Task to carry out:
In the abstract on phospholamban antisense treatment in mice, by how much did Edn3 and Xirp2 expression fall after PLN ASO treatment?
(Text block begins)
P6348Phospholamban antisense oligonucleotides drive the reversal of cardiac dysfunction and multiple heart failure parameters during murine dilated cardiomyopathy

Abstract

Abstract Background Mice lacking muscle LIM protein (Mlp/Cspr3 −/−) develop dilated cardiomyopathy (DCM). Previous work established this model to be amenable to improvements in cardiac function by genetic ablation of phospholamban (PLN). Purpose To test the hypothesis that therapeutic reductions of PLN would similarly improve cardiac function, Mlp KO mice were administered an antisense oligonucleotide (ASO) targeting PLN. Methods Echocardiography measurements of ejection fraction (EF), end-diastolic volume (EDV) and end-systolic volume (ESV) were performed before and after treatment. In addition, global transcriptome profiling using 3'RNA-seq was performed to identify gene expression changes in diseased Mlp KO mice and following PLN ASO treatments. Mlp KO mice with ejection fraction (EF%) of less than 45% (median, 37.6%; interquartile range, 32.2–42.0%) were treated with vehicle (n=10) or PLN ASO (n=9) for 4 weeks. Results Three subcutaneous injections of PLN ASO were administered to Mlp KO mice resulting in 50–70% PLN reductions. Echocardiography performed at study end revealed improvements of EF (60±8 vs. 46±12%), ESV (31±11 vs. 56±21μl) and EDV (79±22 vs. 100±25μl) with PLN ASO treatment. Corrected for baseline values, PLN ASO treatment improved all echocardiographic measurements (p<0.001). Transcriptional analyses revealed that PLN ASO treatment reduced expression of heart failure related markers, such as Myh7 (−70%), Nppa (−72%), Nppb (−71%), Acta1 (−84%) and Ankrd1 (−40%), p<0.05 vs. vehicle. In addition, genes not previously known to be dysregulated in this model, Edn3 and Xirp2, were identified and shown to be reduced following PLN ASO treatment by 71% and 67%, respectively (p<0.001). Bioinformatic analysis suggested improvement of known and novel heart failure associated pathways by PLN inhibition in this model. In conclusion, antisense inhibition of PLN reduced functional and transcriptional indices of heart failure in a DCM model. In view of the failed CUPID trials, a gene therapy approach to improve SERCA2a activity, targeting PLN with ASO may be advantageous due to a likely more robust pharmacological profile.
(Text block ends)
(Data to examine begins)
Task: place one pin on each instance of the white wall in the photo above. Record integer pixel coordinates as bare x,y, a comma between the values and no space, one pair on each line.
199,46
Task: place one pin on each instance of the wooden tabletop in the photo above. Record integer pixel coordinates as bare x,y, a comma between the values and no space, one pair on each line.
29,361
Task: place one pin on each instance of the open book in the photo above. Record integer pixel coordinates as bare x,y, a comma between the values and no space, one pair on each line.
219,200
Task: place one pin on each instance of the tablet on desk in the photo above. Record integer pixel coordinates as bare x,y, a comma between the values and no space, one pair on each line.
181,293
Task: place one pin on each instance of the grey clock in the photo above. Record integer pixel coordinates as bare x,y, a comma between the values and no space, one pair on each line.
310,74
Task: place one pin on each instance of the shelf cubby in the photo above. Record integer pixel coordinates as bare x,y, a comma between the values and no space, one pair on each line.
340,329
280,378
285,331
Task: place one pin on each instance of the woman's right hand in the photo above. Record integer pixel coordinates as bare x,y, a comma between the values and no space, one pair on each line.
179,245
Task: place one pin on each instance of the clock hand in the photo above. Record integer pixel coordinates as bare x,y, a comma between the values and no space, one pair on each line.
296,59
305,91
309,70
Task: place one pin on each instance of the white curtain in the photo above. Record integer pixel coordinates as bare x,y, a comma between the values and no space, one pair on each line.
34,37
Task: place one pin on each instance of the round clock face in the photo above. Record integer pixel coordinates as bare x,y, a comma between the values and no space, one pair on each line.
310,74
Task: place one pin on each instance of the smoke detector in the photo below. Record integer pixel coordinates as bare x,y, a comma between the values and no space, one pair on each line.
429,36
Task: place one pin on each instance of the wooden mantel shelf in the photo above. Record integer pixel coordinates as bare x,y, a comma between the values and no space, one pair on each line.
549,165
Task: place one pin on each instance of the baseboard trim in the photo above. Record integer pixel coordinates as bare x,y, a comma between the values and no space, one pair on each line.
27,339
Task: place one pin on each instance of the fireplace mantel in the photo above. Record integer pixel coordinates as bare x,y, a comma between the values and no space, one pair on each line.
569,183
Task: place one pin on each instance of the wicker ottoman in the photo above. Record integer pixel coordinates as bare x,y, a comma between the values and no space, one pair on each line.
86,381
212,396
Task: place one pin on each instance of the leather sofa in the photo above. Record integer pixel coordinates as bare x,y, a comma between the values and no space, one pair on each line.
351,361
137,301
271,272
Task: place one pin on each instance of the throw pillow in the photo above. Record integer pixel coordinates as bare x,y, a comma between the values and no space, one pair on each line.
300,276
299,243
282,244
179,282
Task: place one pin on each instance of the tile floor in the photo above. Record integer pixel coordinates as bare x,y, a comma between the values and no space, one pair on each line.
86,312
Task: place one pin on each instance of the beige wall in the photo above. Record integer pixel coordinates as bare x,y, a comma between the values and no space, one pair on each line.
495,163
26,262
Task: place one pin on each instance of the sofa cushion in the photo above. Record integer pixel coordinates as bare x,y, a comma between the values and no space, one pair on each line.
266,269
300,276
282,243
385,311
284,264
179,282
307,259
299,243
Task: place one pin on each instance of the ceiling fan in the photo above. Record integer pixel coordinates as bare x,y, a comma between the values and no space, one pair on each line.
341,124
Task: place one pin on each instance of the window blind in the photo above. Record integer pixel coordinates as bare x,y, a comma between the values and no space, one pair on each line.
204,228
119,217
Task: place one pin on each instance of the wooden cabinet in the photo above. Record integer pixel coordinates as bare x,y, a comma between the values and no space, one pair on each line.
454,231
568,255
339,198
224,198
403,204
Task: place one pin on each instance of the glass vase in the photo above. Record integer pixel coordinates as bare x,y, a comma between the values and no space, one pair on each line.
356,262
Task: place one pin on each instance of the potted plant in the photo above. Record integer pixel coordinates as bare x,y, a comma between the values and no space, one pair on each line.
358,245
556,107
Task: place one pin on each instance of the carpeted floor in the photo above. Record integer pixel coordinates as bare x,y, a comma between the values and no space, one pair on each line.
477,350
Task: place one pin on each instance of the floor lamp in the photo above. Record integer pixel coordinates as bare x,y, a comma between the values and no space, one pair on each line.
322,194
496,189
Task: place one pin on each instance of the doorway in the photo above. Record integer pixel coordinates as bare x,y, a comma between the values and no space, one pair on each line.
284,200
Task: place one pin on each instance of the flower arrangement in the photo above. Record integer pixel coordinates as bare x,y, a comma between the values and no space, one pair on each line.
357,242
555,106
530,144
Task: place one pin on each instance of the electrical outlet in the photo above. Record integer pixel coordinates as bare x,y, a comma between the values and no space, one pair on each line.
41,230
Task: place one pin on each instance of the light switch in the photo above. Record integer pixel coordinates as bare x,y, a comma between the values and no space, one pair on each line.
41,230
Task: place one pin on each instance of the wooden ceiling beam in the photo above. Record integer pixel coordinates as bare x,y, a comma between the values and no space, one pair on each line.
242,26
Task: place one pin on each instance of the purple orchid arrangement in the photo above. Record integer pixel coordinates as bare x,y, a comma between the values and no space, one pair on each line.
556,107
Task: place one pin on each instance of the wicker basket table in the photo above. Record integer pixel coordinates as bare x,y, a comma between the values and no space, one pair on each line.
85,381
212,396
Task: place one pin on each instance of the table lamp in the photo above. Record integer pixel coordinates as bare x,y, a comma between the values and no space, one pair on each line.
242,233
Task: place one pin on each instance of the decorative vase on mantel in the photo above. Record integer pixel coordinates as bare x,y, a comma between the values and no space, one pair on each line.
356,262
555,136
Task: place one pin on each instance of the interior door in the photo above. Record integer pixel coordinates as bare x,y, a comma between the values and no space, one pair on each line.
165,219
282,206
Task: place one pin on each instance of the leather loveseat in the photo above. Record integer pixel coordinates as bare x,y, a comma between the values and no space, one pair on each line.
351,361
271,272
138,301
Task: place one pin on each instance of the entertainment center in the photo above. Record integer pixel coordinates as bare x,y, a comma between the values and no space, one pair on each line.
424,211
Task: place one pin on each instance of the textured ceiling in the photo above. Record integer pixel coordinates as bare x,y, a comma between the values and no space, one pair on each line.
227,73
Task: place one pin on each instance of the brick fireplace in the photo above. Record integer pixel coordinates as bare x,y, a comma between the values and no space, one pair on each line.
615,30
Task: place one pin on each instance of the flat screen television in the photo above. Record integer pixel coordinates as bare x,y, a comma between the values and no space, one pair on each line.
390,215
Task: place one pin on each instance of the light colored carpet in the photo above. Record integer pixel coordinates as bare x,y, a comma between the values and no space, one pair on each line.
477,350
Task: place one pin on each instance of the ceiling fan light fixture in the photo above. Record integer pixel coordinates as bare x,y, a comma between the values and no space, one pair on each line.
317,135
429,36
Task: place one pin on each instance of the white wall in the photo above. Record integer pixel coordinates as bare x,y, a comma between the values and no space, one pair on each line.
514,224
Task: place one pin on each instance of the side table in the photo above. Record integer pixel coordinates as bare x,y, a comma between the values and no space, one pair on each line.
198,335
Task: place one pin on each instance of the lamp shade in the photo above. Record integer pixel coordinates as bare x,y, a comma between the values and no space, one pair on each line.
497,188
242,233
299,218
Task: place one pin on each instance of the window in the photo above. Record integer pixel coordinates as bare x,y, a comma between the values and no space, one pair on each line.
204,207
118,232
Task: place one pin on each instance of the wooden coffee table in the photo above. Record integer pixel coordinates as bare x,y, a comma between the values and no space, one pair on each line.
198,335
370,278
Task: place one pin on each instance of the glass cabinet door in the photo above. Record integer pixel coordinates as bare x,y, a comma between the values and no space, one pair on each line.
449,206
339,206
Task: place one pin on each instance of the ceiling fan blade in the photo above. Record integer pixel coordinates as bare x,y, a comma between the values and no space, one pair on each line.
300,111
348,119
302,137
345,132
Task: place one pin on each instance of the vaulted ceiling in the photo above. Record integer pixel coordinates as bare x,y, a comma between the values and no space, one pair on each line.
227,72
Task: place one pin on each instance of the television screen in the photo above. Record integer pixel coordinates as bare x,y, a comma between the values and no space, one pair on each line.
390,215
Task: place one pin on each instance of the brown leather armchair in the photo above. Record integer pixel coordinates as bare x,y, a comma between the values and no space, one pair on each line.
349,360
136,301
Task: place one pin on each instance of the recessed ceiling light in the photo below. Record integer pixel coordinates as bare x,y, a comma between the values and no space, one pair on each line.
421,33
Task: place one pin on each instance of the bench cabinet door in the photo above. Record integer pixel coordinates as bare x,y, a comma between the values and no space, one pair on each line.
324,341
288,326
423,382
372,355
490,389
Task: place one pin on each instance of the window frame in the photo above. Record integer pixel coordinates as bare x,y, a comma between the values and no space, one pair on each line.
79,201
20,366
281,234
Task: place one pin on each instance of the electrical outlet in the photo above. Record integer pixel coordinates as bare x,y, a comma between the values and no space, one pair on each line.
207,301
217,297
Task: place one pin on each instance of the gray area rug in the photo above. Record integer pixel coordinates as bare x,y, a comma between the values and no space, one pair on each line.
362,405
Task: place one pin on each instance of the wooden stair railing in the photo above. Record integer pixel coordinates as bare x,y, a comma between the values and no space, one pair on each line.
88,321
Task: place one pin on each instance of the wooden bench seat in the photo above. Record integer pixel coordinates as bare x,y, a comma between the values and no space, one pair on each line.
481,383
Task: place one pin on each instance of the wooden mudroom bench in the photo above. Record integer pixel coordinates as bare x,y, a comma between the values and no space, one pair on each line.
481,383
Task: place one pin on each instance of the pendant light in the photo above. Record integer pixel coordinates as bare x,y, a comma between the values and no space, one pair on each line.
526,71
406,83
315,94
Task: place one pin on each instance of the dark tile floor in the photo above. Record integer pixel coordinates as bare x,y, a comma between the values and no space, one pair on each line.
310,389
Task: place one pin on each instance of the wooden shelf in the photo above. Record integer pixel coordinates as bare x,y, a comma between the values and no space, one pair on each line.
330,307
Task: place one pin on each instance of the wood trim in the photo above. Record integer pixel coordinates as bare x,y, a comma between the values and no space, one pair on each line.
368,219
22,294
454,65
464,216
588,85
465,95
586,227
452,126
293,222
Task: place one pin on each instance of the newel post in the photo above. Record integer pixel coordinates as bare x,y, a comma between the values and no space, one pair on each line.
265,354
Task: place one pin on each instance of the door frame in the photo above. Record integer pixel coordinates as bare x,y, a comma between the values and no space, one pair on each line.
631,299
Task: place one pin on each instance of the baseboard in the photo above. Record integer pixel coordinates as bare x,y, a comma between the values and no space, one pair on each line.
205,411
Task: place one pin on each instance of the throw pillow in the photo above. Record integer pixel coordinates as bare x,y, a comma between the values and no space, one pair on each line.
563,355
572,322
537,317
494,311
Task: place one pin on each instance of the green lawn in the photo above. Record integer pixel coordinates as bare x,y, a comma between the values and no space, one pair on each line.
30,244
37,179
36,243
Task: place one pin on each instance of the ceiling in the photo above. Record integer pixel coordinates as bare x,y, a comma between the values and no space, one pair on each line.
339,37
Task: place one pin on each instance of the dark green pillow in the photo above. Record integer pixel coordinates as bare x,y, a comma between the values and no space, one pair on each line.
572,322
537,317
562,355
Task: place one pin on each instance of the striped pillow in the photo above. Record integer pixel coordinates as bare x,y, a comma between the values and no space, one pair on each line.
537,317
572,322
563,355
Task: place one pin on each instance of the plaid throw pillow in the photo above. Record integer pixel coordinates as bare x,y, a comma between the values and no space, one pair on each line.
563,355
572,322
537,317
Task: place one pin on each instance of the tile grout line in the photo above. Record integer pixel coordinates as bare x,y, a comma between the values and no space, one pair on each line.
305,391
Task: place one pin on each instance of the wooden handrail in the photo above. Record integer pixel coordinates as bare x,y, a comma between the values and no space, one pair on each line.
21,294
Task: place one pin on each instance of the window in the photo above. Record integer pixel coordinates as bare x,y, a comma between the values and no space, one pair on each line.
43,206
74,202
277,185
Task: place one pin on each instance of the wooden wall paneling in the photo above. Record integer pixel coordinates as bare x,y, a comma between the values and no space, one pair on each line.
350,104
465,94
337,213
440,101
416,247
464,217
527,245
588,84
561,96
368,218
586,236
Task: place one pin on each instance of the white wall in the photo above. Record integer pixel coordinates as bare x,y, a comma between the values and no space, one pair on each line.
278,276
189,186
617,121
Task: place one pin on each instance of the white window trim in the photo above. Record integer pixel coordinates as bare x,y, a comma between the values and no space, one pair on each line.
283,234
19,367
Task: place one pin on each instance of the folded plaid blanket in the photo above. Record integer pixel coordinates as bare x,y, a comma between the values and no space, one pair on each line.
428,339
(Data to examine ends)
Output for this task:
Edn3 expression fell by 71% and Xirp2 expression by 67%.